▶ **やること**: 以下の本文のうち、「こないだももらっていて、これでふたつめ。」から「けないんだ。注射もむりだよ」」までを、その両端の語句も含めて一字も変えずに書き出す。

スペースシャトルとピンクのハート

昨日、雨のなか、ちびさん大きな建造物を抱えて、バスから降りてくる。正確には自分でもてないので、バスの添乗をしてくれている人にもってもらって、私がそれをひきとる。両手いっぱいふさがるほど。
それで傘さして歩く。かなりつらい。
これはなにかと聞いたら、
スペースシャトルだよ。あー、でもこわれちゃった。」
私はスペースシャトルの残骸を抱えて団地の坂道をのぼっているわけか。ゴミ捨て場が目にとまるが、捨てて帰りたい衝動をこらえて、歩く。牛乳パックが6つ。その他の大小の空き箱が7つか8つ、ヨーグルトやヤクルトのパックが7つか8つ、それにトイレットペーパーの芯とかいろいろとセロテープでくっついていたり、はがれかかっていたりする。この得体の知れない残骸を、今日は枕元に置いて私たちは寝るのだ。
「それからこれも」と、幼稚園バッグから、出してくる。
ピンクの折り紙でつくった大きなハート。
もえちゃんからもらったんだって。
「あいしてるあいしてるあいしてる」のたった15文字のお手紙あげただけで、チョコレートをもらい、ハートをもらい。
こないだももらっていて、これでふたつめ。

小児科に予防接種に行く。風疹麻疹の二種混合。今月末までなら無料。来月になったら8000円かかる。
以前、注射は大泣き大あばれだったから、連れていくのがおっくうで、ついに期限まじかになっちゃった。
ちびさんに説明すると、わかった、とおとなしく了解していたが、朝になって、お腹が痛い、と言い出す。「だからぼく、幼稚園もいけないけど、そのあとの病院もいけないんだ。注射もむりだよ」
おお、それは大変。でもお腹が痛いなら、すぐ病院に行って、浣腸してもらおう。

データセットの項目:
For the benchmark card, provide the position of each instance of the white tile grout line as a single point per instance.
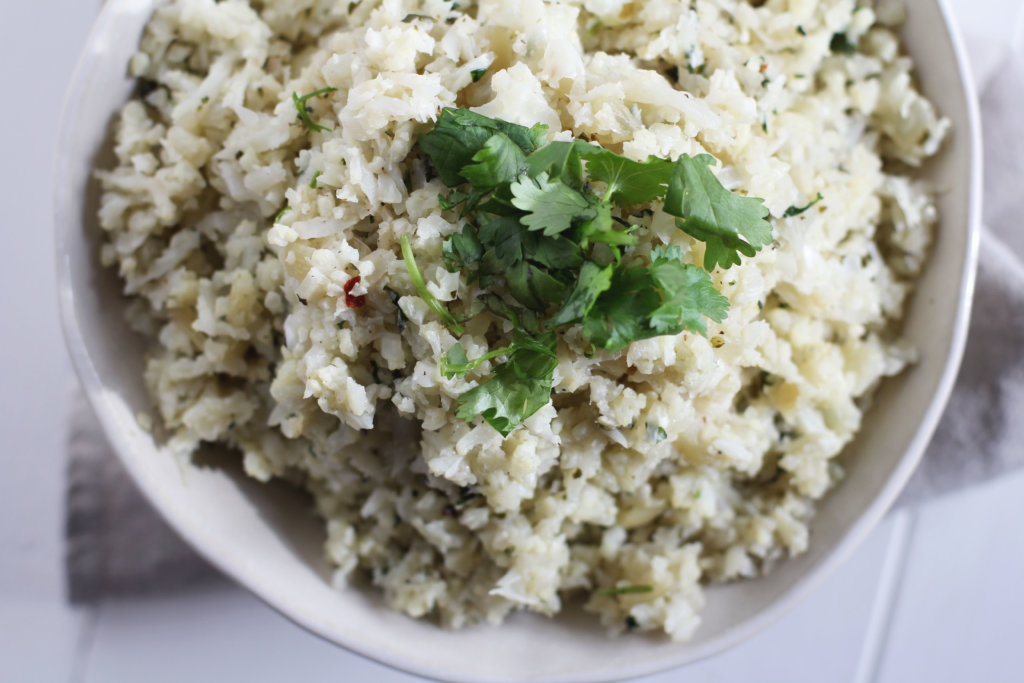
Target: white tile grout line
(904, 523)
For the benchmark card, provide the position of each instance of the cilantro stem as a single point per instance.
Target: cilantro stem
(463, 368)
(300, 107)
(421, 289)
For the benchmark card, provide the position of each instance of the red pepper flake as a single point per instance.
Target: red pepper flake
(354, 301)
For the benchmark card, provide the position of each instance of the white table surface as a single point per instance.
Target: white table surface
(934, 594)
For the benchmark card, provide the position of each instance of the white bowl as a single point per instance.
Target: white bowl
(267, 540)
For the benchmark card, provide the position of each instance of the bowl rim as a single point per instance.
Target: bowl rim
(67, 220)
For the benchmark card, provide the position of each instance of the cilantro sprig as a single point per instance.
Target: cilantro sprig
(547, 235)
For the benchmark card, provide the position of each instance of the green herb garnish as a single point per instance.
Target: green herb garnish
(421, 289)
(841, 43)
(796, 211)
(304, 110)
(551, 252)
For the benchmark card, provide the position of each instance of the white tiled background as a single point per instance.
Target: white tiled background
(935, 594)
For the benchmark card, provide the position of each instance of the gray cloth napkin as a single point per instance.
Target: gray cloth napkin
(117, 545)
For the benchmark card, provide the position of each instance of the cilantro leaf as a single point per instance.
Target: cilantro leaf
(460, 134)
(499, 161)
(550, 206)
(629, 182)
(547, 252)
(601, 229)
(560, 161)
(729, 224)
(557, 253)
(532, 287)
(593, 281)
(688, 295)
(518, 387)
(621, 314)
(461, 249)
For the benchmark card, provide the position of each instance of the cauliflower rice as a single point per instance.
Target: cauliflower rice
(679, 461)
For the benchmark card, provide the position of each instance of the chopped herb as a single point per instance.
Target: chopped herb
(304, 110)
(796, 211)
(841, 43)
(627, 590)
(545, 235)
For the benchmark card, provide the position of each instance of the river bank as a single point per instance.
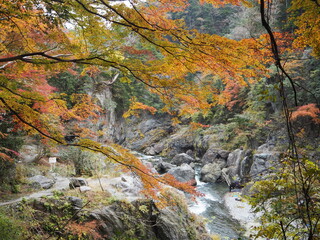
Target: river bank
(241, 211)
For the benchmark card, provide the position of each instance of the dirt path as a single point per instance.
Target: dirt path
(61, 183)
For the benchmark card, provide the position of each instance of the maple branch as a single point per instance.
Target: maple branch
(17, 94)
(92, 148)
(123, 17)
(275, 49)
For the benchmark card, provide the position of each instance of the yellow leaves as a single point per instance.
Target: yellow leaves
(306, 16)
(134, 106)
(309, 110)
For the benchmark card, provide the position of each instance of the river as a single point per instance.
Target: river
(211, 206)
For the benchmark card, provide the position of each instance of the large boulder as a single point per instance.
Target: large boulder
(215, 155)
(40, 181)
(233, 162)
(210, 172)
(164, 167)
(77, 182)
(142, 219)
(30, 153)
(183, 173)
(263, 163)
(245, 167)
(181, 158)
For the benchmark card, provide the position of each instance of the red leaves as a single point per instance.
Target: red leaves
(309, 110)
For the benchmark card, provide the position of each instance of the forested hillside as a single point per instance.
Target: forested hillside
(85, 81)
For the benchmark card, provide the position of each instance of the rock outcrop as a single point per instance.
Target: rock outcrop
(141, 219)
(40, 181)
(183, 173)
(210, 172)
(181, 158)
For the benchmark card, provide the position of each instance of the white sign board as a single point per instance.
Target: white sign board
(52, 160)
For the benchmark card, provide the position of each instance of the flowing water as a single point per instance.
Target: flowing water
(211, 206)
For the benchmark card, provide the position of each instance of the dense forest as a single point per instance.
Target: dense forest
(85, 81)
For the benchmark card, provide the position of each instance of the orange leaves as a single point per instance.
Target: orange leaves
(309, 110)
(223, 2)
(134, 106)
(306, 16)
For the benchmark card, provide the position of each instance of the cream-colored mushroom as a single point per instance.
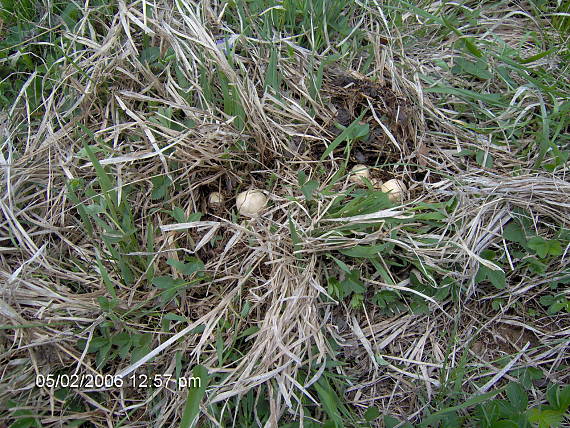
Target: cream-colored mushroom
(395, 188)
(251, 202)
(358, 173)
(215, 199)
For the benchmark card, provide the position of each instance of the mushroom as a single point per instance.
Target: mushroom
(251, 202)
(395, 188)
(215, 199)
(358, 173)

▶ **問題の解答**:
こないだももらっていて、これでふたつめ。

小児科に予防接種に行く。風疹麻疹の二種混合。今月末までなら無料。来月になったら8000円かかる。
以前、注射は大泣き大あばれだったから、連れていくのがおっくうで、ついに期限まじかになっちゃった。
ちびさんに説明すると、わかった、とおとなしく了解していたが、朝になって、お腹が痛い、と言い出す。「だからぼく、幼稚園もいけないけど、そのあとの病院もいけないんだ。注射もむりだよ」